## Start Selection
The present study fills the research gap as it claims to determine on a specific date the cadastral value of agricultural land for taxation purposes, corresponding to the market value, in the almost complete lack of information on pricing factors in the assessed areas. A further aim of the study is to identify fragments of the territory with a minimum cost of land plots as agricultural plots, so that the optimal location for green energy facility deployment can be determined, because such facilities claim large areas that can only be withdrawn from agricultural land. Accordingly, it is reasonable to carry out such withdrawal from the lands of the lowest value and, therefore, from the value in terms of agricultural production.
The paper is organized so that after the literature review, the Materials and Methods section describes the data used for analysis, including the mathematical and statistical methods used for model development. The proposed novel model is introduced in
Section 3 in which the lognormal nature of the model is also verified.
Section 4 presents the application of the theoretical model for the Leningrad region. Finally, the Conclusion section summarizes the findings and reasons for the model’s value to achieve specific sustainability goals.
2. Literature Review
With dynamic changes in the information environment, the availability of a wide range of application software prompts many researchers in the field of real estate appraisal to look for new, non-traditional methods of real estate evaluation, based on the processing of large market data. In the tasks related to land allocation for green energy, extensive data on plots—if possible, not built-up—are considered that result in a comparison of the assessment of the market value of the agricultural use of plots with the assessment of plots intended for green energy facilities. In the course of traditional methods of evaluation, usually based on small samples (usually 5–6 comparison objects), the evaluation results depend significantly on the quality of the comparison objects, leading to numerous disputes about them. At the same time, in cadastral valuation, there are a lot more comparison objects, but less information about pricing factors. For these reasons, the scientific and the appraisal community keep searching for new, non-traditional evaluation methods; for instance, hedonic pricing methods, linear regression models, logarithmic or partial-logarithmic dependence methods as in Anselin and Lozano-Gracia [
11], Benson, Hansen, Schwartz and Smersh [
12], Debrezion, Pels and Rietveld [
13], Jim and Chen [
14], and Wena, Zhanga, and Zhang [
15]. Data mining techniques are also applied, such as neural networks, as in Peterson and Flanagan [
16], machine learning methods, such as “random forest” in Cordoba, Carranza, Piumetto, Monzani and Balzarini [
17], and Yilmazer and Kocman [
18], or support vector machines in Kontrimas and Verikas [
19], and the results of methods, such as “decision trees,” naive Bayesian classifier, and the algorithm AdaBoost, as in Park and Bae [
20]. The application of such methods requires large samples of data. The peculiarities of agricultural land valuation are, as a rule, the absence of rank predictors (pricing factors) or the difficult access to information, because such data are difficult to find in public sources. At the same time, data on many other pricing factors can be obtained using geographic information systems, such as areas of plots, remoteness from roads, settlements, regional centers, rivers and lakes, solid waste landfills and terrain data, etc. All such factors are non-negative, real (continuous) variables. The novelty of the approach of this research is that the set of values of such factors and prices is considered as a multivariate random variable with non-negative real values.
## End Selection
• What you will do:
1) In the passage on agricultural land valuation, to which region is the theoretical model applied in Section 4?
2) Transcribe the stretch of the passage on agricultural land valuation from "The paper is" through "specific sustainability goals.".
## Start Provided information
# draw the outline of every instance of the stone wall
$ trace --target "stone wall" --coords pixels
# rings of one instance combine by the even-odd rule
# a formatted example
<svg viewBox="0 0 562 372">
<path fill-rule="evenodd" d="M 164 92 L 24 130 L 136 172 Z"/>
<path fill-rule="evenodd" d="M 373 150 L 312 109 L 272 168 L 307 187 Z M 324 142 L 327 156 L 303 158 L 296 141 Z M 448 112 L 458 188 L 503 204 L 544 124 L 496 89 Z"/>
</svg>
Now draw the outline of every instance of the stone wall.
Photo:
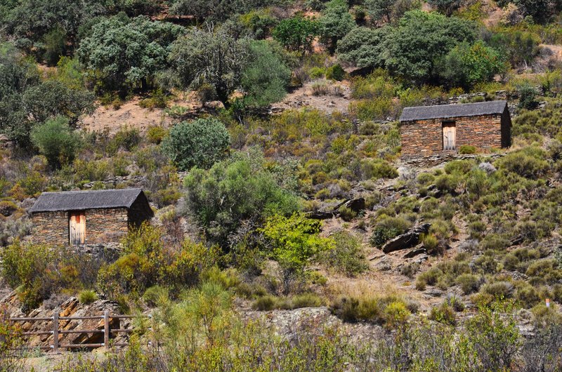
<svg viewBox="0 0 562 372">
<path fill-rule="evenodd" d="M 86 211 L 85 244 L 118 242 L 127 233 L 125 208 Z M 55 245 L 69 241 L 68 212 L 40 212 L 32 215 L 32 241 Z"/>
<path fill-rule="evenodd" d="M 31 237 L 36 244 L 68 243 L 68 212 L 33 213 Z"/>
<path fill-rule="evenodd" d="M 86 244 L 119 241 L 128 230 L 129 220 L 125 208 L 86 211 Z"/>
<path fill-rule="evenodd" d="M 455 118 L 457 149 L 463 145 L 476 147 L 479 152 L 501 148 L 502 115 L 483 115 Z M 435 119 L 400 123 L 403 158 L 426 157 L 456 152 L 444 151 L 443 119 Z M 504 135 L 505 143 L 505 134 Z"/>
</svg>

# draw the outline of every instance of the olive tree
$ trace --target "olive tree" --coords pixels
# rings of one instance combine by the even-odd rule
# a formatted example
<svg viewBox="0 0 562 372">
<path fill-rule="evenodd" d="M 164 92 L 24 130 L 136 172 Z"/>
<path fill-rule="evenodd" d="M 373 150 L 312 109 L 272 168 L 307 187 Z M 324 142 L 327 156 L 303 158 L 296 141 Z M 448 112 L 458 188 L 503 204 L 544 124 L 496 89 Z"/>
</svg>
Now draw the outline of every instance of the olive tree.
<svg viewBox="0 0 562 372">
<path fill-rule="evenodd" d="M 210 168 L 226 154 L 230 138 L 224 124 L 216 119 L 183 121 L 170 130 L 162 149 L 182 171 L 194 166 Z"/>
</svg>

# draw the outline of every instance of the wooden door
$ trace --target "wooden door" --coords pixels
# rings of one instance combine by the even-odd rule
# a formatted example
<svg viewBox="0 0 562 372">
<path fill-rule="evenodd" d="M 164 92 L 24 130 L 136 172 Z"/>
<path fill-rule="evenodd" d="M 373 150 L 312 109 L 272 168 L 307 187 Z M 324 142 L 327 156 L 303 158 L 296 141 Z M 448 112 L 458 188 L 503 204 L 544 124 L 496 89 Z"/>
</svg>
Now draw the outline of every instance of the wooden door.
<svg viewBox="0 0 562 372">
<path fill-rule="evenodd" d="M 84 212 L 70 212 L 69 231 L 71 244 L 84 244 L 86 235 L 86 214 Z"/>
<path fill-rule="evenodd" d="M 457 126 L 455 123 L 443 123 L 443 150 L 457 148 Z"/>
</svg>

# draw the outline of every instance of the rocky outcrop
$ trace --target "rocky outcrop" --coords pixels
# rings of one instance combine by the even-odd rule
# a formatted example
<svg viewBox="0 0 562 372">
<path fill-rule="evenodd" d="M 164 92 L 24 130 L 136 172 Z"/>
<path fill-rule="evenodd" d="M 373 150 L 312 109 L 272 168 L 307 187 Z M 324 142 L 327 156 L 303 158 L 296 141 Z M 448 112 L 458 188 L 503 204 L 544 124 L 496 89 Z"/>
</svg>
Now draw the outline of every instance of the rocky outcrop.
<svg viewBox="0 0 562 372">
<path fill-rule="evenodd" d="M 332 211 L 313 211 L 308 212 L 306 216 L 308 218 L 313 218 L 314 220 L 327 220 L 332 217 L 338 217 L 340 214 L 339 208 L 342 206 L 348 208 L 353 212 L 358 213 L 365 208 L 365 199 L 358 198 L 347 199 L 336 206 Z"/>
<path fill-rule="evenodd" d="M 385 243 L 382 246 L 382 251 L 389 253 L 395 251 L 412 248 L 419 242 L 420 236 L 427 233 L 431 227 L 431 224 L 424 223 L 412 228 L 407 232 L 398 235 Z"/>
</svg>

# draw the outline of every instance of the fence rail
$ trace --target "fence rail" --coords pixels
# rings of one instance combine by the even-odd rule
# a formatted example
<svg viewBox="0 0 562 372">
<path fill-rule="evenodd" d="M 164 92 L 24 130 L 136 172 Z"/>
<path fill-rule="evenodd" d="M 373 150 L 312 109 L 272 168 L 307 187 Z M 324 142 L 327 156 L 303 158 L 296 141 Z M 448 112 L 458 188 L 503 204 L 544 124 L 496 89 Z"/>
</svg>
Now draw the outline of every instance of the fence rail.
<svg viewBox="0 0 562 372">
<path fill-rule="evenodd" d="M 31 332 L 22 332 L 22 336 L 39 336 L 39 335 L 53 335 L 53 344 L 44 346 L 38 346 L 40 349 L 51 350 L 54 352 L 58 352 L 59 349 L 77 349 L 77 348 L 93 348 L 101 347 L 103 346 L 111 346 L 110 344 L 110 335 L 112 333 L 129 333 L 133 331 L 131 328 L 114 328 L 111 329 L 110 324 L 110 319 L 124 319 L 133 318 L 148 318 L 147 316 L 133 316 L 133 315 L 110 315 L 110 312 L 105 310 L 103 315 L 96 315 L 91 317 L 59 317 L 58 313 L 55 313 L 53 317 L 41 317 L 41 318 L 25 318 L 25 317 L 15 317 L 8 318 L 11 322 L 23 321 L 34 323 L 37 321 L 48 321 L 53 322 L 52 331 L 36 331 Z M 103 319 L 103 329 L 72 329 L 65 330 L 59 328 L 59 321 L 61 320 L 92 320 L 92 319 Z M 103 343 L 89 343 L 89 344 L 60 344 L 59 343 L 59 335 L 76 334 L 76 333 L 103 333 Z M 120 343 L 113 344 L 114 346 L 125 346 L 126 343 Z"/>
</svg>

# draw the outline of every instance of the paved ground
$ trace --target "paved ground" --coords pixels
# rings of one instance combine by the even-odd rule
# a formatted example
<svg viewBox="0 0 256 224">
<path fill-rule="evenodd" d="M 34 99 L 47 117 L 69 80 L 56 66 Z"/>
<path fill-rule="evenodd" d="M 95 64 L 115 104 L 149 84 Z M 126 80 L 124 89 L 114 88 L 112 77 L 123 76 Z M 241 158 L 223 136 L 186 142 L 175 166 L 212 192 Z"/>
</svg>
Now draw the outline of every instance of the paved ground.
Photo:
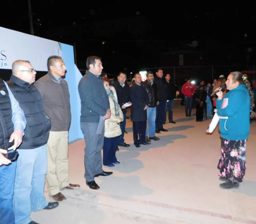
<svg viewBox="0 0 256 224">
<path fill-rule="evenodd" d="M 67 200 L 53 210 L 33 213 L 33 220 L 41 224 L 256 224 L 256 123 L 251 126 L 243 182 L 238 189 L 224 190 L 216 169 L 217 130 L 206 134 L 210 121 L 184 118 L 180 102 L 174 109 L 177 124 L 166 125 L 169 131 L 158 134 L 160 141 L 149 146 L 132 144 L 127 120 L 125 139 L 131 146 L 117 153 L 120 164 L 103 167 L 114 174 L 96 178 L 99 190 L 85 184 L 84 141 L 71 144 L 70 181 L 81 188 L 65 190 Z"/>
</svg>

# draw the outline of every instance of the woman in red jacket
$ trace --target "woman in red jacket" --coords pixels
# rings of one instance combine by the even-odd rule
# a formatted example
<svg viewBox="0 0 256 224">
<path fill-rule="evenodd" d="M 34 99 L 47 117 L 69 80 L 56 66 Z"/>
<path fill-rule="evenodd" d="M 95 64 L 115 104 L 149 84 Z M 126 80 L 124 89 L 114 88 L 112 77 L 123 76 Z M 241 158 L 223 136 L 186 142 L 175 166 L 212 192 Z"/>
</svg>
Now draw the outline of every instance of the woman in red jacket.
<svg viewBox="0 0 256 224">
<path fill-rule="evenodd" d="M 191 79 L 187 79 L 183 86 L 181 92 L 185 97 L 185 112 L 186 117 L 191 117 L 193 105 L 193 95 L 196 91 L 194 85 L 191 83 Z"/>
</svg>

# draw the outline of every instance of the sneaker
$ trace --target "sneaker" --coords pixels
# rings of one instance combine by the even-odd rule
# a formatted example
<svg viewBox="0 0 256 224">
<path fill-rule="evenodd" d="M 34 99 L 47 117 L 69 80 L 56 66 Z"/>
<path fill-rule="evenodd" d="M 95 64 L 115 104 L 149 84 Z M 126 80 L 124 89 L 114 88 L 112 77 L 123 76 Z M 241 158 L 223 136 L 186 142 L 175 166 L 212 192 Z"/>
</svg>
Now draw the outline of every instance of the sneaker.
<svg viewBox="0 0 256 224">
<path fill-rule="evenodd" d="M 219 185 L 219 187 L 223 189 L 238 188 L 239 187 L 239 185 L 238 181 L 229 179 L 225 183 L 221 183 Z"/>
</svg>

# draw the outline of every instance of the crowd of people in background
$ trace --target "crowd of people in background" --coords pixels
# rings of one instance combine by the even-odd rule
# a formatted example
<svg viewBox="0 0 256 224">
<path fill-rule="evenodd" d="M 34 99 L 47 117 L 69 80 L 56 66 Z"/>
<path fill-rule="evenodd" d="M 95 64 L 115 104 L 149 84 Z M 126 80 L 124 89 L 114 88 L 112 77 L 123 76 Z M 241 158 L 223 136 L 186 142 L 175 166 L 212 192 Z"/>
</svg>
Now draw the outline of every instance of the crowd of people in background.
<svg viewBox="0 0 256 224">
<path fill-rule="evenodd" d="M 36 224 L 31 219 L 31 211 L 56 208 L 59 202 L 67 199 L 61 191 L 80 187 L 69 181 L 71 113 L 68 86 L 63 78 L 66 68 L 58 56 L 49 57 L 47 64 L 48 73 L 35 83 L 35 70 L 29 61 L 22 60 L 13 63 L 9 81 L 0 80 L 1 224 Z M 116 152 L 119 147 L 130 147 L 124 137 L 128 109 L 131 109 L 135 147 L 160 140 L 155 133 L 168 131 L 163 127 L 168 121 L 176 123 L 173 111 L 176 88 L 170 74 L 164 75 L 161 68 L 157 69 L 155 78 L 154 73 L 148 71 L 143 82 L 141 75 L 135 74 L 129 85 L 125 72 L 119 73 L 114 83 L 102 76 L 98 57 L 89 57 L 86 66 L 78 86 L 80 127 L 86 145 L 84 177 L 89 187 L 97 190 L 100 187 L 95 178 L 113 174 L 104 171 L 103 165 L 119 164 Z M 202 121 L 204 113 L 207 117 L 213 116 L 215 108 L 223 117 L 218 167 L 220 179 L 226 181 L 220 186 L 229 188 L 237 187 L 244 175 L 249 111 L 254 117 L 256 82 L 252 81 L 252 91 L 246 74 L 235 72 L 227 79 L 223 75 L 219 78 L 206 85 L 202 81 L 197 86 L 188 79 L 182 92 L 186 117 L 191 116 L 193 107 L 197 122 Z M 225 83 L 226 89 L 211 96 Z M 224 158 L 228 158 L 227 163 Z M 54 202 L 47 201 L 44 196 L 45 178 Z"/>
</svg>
## End Provided information
• Replies:
1) The Leningrad region.

2)
The paper is organized so that after the literature review, the Materials and Methods section describes the data used for analysis, including the mathematical and statistical methods used for model development. The proposed novel model is introduced in
Section 3 in which the lognormal nature of the model is also verified.
Section 4 presents the application of the theoretical model for the Leningrad region. Finally, the Conclusion section summarizes the findings and reasons for the model’s value to achieve specific sustainability goals.